Excerpts from a dataset on object pointing:
-- Begin --

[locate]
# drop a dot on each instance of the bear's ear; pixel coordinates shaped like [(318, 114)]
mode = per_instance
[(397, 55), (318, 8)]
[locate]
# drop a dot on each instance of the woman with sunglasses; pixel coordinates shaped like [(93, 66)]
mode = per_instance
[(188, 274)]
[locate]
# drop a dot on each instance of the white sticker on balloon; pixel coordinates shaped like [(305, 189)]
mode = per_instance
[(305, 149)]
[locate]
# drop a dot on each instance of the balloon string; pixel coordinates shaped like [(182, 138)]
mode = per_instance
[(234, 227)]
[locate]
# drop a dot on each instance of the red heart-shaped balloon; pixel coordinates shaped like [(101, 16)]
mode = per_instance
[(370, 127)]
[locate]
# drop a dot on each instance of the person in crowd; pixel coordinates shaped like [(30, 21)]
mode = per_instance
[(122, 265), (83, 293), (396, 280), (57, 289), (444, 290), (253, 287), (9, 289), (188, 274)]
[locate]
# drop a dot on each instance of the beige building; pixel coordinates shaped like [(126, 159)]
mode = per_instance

-- End --

Problem requirements:
Copy all of the records above line for line, without changing anything.

Solved exercise:
[locate]
# drop a dot on each instance of the bear's ear; pixel coordinates shaped like [(318, 114)]
mode = per_instance
[(397, 55), (318, 8)]
[locate]
# drop a dot on each instance of the woman with sunglasses; pixel coordinates shaped like [(93, 66)]
mode = per_instance
[(188, 274)]
[locate]
# drop a dot on each instance of the white sticker on balloon; pixel coordinates shaped like [(305, 189)]
mode = per_instance
[(305, 149)]
[locate]
# drop a dot on each instance of the balloon string; pixel coordinates shaped like [(182, 138)]
mode = per_instance
[(234, 227)]
[locate]
# drop a dot on each instance of the red heart-shaped balloon; pixel coordinates shaped like [(101, 16)]
mode = per_instance
[(370, 127)]
[locate]
# drop a dot on each instance of the person in crowd; pixel coordinates shaped like [(30, 21)]
mode = per_instance
[(122, 265), (83, 293), (396, 280), (57, 289), (444, 290), (253, 287), (9, 289), (188, 274)]
[locate]
# drop a dot on each instance of the beige building; pixel coordinates shaped like [(126, 159)]
mode = per_instance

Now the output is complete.